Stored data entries
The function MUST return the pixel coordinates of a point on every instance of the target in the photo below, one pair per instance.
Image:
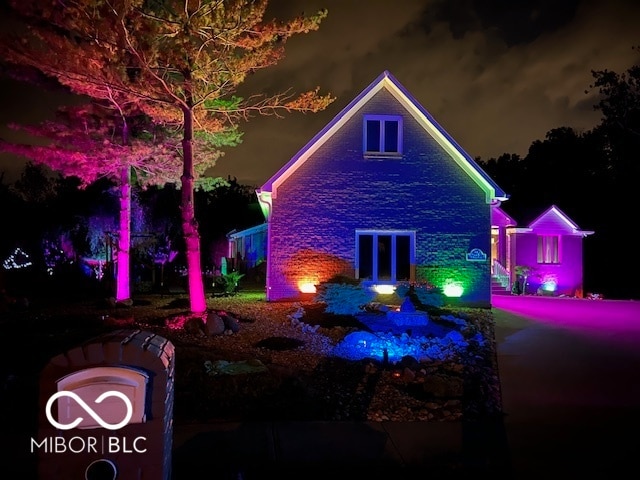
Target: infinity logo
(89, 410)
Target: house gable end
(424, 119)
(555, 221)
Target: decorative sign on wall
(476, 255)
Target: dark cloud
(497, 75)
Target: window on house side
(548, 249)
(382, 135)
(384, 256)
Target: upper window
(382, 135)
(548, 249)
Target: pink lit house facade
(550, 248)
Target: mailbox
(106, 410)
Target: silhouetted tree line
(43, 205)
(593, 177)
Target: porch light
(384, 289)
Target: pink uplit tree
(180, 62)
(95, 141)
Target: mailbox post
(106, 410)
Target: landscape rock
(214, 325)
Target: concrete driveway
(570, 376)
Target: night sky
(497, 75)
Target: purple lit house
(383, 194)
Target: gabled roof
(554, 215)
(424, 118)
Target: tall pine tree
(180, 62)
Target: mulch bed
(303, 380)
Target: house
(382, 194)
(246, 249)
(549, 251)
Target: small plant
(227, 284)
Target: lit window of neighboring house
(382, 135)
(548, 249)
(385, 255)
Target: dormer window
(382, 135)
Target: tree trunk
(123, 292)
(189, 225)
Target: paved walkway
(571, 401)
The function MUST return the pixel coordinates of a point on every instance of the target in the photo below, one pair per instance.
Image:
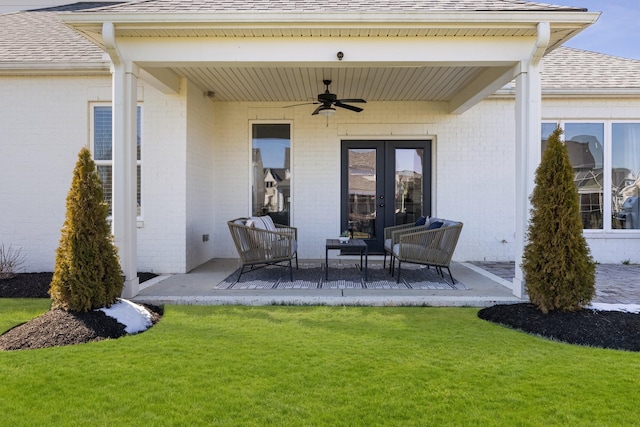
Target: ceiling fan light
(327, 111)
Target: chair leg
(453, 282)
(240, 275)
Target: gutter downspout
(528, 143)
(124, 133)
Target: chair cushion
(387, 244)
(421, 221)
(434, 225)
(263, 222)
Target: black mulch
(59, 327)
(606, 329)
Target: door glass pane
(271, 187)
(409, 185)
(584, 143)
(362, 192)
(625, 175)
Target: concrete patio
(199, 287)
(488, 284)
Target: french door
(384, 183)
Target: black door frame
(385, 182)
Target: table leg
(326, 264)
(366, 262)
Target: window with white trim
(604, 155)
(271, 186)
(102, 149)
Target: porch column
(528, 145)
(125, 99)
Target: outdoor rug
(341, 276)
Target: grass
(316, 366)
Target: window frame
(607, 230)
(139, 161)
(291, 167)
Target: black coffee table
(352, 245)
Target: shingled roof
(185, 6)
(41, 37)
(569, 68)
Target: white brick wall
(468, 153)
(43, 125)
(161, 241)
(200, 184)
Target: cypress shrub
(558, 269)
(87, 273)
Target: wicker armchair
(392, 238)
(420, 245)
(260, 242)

### [What the task asks]
Begin with the line containing "Target: french door" and repeat each line exactly until the records above end.

### [Solution for this problem]
Target: french door
(384, 183)
Target: black door frame
(385, 182)
Target: table leg
(326, 264)
(366, 262)
Target: window with white trim
(604, 155)
(271, 186)
(102, 149)
Target: porch column
(528, 145)
(125, 99)
Target: outdoor rug
(341, 276)
Target: grass
(316, 366)
Target: window frame
(607, 230)
(139, 161)
(291, 167)
Target: black coffee table
(352, 245)
Target: shingled roof
(185, 6)
(41, 37)
(569, 68)
Target: white brick wall
(468, 153)
(43, 125)
(161, 241)
(200, 184)
Target: cypress shrub
(558, 269)
(87, 273)
Target: wicker armchair
(392, 238)
(420, 245)
(260, 242)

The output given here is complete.